— BEGIN PAGE EXTRACT —

Some time in sixth grade a well-meaning librarian shoved me out of the Scifi/Horror aisle and into the dreaded youthbook (Jugendbuch) section, an act that had unintended consequences. The books in that aisle were neatly marked with dots, the more dots the higher the recommended age. I didn't immediately realize that blue dots were meant for boys and red ones for girls, so ended up with a book that recommended to handle unwanted occurrences of sexual arousal by mentally focusing on something decidedly unsexy, such as potatoes or General Relativity.

This advice changed my view of the world. Not only did I realize that being a teenager with a Y-chromosome can't be easy either, it also explained why my male classmates were suddenly developing interests in things like Special Relativity or Scanning Tunnel Microscopes (Nobel Prize '86). It made also sense they were usually very irritated if a girl attempted to join them: all that was just suppressed hormones, the poor guys*. It further revealed a deep connection between General Relativity and potatoes that hadn't previously occurred to me. Most disturbingly however, it labeled General Relativity as unsexy, a fact that has bothered me ever since.

Over the course of years I moreover had to notice that General Relativity is a subject of great mystery to many, it's a word that has entered the colloquial language as the incomprehensible and ununderstandably complicated result of a genius' brain. My physics teacher notably told me when getting tired of my questions that there are maybe three people in the world who understand General Relativity, thereby repeating (as I found out later) a rumor that was more than half a century old (see Wikipedia on the History of General Relativity).

Special and General Relativity is also the topic I receive the most questions about. The twin paradox for example still seems to confuse many people, and only a couple of days ago I was again confronted with a misunderstanding that I've encountered repeatedly, though its origin is unclear to me. The twin paradox is not a paradox, so the explanation seems to go, because it doesn't take into account General Relativity. That's plain wrong. The twin paradox is not a paradox because it doesn't take into account acceleration (unless your spacetime allows closed timelike loops you will have to accelerate one of the twins to get them to meet again which breaks the symmetry).

The problem is that for reasons I don't know many people seem to believe Special Relativity is about constant velocities only, possibly a consequence of bad introductionary textbook. That is not the case. Heck, you can describe acceleration even in Newtonian mechanics! To make that very clear:

  • The difference between Special and General Relativity is that the former is in flat space, whereas the latter is in a 'general', curved space.
  • Flat space does not mean the metric tensor is diagonal with the entries (-1,1,1,1), this is just the case in a very specific coordinate system. Flat space means the curvature tensor identically vanishes (which is independent of the coordinate system).

Of course one can describe accelerated observers in Special Relativity.

— END PAGE EXTRACT —
— BEGIN MATERIAL SHOWN —

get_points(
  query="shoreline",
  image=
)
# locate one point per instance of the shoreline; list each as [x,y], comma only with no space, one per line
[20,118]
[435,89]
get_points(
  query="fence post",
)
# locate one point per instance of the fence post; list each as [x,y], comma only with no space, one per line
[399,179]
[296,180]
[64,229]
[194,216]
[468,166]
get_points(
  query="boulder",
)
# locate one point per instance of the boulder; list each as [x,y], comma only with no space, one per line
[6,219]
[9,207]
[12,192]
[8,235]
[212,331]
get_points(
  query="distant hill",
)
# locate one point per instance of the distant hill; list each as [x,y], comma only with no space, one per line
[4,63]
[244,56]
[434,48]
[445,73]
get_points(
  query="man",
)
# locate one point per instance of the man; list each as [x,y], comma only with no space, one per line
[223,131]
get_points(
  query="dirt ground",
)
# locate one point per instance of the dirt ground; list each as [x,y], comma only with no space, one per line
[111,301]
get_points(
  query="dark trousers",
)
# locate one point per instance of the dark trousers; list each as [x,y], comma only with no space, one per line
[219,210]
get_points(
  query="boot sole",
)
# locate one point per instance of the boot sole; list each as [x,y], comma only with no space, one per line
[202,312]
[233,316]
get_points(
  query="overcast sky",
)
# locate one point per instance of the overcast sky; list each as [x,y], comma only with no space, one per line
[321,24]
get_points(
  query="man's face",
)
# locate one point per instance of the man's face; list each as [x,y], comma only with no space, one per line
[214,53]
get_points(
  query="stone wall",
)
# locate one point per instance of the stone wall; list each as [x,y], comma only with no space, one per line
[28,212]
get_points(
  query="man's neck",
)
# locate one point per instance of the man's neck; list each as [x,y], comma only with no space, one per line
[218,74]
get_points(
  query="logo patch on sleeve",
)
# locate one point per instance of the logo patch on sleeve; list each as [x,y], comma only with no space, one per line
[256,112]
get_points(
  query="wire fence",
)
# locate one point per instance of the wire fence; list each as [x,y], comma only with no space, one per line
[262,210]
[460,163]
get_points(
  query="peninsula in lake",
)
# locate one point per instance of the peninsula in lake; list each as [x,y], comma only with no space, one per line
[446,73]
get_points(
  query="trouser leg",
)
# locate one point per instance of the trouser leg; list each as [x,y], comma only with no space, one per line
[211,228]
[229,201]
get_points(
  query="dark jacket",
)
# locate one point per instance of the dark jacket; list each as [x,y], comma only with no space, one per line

— END MATERIAL SHOWN —
— BEGIN MATERIAL SHOWN —

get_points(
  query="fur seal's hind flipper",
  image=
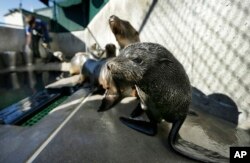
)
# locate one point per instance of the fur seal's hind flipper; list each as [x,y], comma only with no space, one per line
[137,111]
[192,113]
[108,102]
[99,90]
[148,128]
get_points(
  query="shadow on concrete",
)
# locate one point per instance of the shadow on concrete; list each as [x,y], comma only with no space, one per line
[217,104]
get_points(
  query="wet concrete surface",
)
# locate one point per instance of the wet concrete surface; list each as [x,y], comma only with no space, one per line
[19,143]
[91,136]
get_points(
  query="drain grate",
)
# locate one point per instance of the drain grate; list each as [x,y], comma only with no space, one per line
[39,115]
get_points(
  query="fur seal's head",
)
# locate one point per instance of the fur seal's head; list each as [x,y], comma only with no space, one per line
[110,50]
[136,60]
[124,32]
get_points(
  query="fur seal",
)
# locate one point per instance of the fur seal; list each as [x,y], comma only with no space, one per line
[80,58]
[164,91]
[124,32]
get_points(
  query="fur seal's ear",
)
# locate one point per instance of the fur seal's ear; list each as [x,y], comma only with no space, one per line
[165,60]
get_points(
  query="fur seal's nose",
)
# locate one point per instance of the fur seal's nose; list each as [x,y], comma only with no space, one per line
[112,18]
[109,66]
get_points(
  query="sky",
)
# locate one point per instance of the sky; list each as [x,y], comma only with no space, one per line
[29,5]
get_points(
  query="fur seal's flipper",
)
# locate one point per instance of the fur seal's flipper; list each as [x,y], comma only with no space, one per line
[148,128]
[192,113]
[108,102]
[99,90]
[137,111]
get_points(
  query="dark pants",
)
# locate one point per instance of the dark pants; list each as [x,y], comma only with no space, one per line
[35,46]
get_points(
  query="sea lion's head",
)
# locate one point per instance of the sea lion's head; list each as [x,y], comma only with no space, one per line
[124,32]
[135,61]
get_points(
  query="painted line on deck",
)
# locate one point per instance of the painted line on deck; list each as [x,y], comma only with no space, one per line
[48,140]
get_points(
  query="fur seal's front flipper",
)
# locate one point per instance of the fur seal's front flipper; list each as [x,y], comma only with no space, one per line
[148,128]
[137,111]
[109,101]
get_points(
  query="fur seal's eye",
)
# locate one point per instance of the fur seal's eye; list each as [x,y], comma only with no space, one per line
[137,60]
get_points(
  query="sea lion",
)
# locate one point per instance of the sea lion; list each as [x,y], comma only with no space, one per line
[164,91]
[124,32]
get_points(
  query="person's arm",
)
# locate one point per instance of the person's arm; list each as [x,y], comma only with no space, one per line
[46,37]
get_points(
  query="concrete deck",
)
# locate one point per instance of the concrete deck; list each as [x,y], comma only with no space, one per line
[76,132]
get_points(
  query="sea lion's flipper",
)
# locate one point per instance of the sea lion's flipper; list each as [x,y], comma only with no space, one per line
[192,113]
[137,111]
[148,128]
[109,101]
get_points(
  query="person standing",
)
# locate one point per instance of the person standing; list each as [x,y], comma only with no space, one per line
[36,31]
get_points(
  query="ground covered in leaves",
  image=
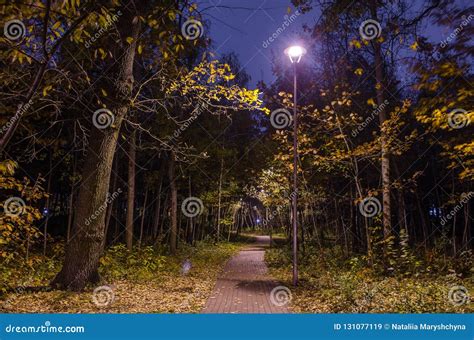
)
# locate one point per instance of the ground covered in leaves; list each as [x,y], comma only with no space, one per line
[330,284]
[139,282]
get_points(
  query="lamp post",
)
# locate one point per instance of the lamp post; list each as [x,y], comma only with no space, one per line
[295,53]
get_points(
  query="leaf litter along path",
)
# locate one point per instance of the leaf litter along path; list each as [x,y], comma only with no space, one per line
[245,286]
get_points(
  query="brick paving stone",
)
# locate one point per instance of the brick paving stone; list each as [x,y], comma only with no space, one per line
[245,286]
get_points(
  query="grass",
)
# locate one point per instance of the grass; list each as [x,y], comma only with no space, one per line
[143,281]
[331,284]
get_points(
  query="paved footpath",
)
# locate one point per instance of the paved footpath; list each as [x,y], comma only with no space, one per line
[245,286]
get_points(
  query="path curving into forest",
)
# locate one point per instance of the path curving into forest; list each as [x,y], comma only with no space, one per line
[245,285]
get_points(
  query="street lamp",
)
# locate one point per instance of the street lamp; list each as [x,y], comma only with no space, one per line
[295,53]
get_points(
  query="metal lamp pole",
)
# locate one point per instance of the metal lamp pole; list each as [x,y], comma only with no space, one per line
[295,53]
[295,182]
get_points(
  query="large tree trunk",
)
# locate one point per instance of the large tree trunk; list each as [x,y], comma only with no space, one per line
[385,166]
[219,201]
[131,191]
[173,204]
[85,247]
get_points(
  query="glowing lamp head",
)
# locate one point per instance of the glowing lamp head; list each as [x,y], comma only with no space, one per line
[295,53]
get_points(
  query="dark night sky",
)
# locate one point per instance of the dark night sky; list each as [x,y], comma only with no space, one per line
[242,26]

— END MATERIAL SHOWN —
— BEGIN MATERIAL SHOWN —

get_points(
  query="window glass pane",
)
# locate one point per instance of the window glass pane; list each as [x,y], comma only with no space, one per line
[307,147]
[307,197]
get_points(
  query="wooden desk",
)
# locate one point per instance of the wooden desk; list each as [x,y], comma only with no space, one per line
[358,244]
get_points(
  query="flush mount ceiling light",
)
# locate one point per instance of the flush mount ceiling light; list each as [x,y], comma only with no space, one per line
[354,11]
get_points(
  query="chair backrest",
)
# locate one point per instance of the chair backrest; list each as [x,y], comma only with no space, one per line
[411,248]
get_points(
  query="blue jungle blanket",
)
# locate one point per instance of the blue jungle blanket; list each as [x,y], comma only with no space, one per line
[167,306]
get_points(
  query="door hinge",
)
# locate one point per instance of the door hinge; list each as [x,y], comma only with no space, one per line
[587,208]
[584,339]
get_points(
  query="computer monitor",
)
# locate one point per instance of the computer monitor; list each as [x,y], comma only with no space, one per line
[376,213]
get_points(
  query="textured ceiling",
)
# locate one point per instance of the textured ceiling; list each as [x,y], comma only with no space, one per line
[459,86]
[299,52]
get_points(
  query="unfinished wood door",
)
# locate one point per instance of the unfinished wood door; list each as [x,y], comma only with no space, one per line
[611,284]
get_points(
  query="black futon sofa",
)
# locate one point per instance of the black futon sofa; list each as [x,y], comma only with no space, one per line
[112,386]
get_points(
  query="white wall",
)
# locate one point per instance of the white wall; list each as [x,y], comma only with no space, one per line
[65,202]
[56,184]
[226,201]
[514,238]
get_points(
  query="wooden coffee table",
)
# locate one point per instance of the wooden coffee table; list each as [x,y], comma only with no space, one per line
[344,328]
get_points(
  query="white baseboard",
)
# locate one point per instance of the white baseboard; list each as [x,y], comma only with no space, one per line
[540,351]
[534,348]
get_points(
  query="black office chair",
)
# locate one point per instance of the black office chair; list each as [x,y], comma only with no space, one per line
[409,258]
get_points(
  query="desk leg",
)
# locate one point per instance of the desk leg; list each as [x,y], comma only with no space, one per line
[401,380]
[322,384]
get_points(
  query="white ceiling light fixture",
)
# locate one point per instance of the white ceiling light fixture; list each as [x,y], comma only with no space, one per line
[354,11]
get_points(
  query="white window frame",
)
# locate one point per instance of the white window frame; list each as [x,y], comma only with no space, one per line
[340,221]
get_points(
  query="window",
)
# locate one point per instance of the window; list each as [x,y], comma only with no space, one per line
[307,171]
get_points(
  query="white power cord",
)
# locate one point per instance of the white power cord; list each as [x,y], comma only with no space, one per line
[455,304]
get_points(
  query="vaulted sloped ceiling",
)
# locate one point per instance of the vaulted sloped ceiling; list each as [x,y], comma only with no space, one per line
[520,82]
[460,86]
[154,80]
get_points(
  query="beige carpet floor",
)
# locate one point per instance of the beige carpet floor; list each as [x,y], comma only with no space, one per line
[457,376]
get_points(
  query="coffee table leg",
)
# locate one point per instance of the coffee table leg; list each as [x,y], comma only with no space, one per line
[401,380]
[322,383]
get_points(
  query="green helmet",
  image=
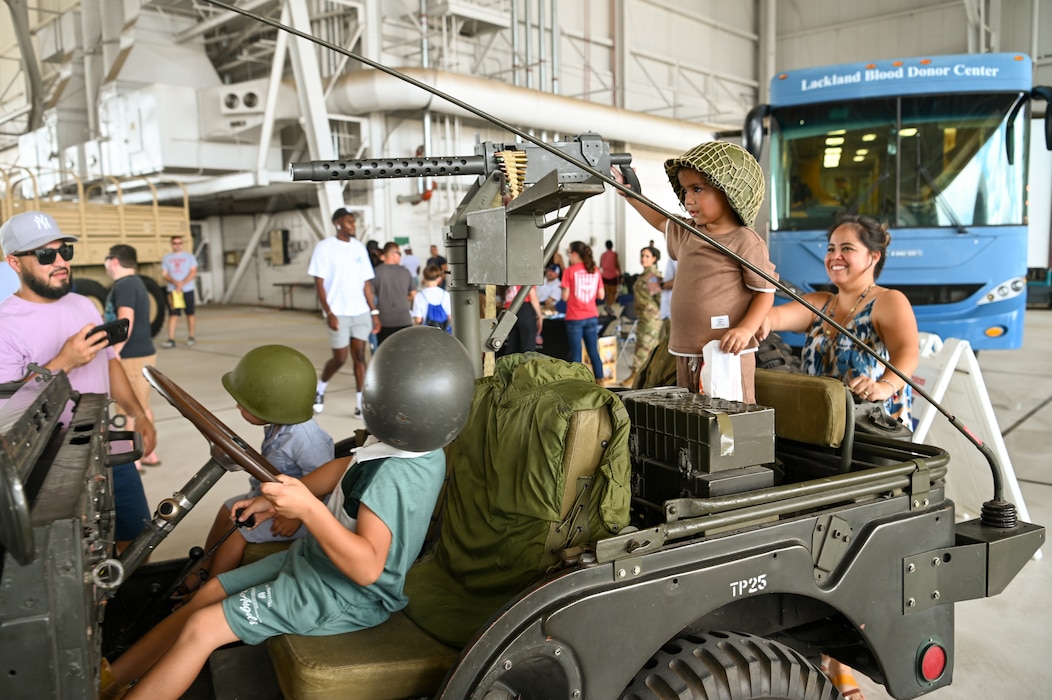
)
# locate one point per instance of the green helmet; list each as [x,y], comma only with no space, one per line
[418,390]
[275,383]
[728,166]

— END MATERIAL SHOWN —

__REQUIRED WORK__.
a) Summarize the relativity passage in exactly two sentences.
b) In the relativity passage, what does flat space mean?

__RESPONSES FOR EACH TASK__.
a) A youth book the writer read in sixth grade advised handling unwanted sexual arousal by focusing on something unsexy, such as potatoes or General Relativity, and its labeling of General Relativity as unsexy has bothered the writer ever since. The writer also corrects a common misunderstanding: the twin paradox is not a paradox because of acceleration, not because of General Relativity, since Special Relativity, which differs from General Relativity by being set in flat rather than curved space, can describe accelerated observers.

b) Flat space means the curvature tensor identically vanishes, which is independent of the coordinate system.